How many lines in the records below contain the string "gray"? Case counts. Reply with the number only.

>> Begin DATA IN THIS EXERCISE

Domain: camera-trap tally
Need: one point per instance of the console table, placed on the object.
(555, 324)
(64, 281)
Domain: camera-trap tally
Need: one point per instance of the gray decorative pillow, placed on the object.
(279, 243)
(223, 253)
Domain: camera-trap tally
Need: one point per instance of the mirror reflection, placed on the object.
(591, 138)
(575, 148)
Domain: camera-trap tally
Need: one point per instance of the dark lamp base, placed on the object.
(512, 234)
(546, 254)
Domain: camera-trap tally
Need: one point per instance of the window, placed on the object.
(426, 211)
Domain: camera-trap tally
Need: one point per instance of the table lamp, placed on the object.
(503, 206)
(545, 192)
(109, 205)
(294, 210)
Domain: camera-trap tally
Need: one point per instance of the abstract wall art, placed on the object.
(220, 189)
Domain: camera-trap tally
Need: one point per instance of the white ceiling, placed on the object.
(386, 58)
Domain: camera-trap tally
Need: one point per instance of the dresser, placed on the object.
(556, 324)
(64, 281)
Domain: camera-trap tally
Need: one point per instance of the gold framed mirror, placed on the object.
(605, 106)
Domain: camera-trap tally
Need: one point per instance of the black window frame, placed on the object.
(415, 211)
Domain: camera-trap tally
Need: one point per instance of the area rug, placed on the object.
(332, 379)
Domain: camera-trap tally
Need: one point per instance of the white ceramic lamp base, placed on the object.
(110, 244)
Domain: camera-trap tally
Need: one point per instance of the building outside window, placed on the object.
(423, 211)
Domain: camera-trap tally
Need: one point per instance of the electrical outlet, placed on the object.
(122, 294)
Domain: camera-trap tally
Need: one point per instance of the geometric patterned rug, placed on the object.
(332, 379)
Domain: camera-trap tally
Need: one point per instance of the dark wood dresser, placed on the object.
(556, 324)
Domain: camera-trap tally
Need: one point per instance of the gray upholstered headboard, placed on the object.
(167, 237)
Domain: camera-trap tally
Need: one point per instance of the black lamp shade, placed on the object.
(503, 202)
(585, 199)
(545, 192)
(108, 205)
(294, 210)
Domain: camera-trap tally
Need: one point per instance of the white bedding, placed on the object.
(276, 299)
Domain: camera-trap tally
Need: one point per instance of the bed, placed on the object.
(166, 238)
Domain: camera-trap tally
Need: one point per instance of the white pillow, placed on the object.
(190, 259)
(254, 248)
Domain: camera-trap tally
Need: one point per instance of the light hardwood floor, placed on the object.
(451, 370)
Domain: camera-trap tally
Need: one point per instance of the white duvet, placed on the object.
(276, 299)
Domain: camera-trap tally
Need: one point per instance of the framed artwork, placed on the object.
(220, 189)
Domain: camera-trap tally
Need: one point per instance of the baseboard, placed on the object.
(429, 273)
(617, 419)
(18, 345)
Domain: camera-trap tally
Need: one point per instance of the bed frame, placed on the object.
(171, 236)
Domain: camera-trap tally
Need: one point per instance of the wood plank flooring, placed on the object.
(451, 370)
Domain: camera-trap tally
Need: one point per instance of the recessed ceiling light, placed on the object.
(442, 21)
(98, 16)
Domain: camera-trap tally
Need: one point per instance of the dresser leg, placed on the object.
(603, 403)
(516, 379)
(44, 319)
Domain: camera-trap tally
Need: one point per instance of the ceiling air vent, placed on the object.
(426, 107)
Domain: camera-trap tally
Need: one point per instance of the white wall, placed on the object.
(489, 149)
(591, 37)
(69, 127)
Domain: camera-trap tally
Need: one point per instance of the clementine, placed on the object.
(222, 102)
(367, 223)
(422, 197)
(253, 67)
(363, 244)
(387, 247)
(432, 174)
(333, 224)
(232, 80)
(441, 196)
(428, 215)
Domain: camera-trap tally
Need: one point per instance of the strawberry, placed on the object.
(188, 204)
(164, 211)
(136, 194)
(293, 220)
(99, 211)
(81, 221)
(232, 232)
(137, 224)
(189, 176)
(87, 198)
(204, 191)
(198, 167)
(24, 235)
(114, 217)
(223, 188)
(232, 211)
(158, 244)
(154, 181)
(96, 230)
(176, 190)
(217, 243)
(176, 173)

>> End DATA IN THIS EXERCISE

#### RESPONSE TO THIS TASK
2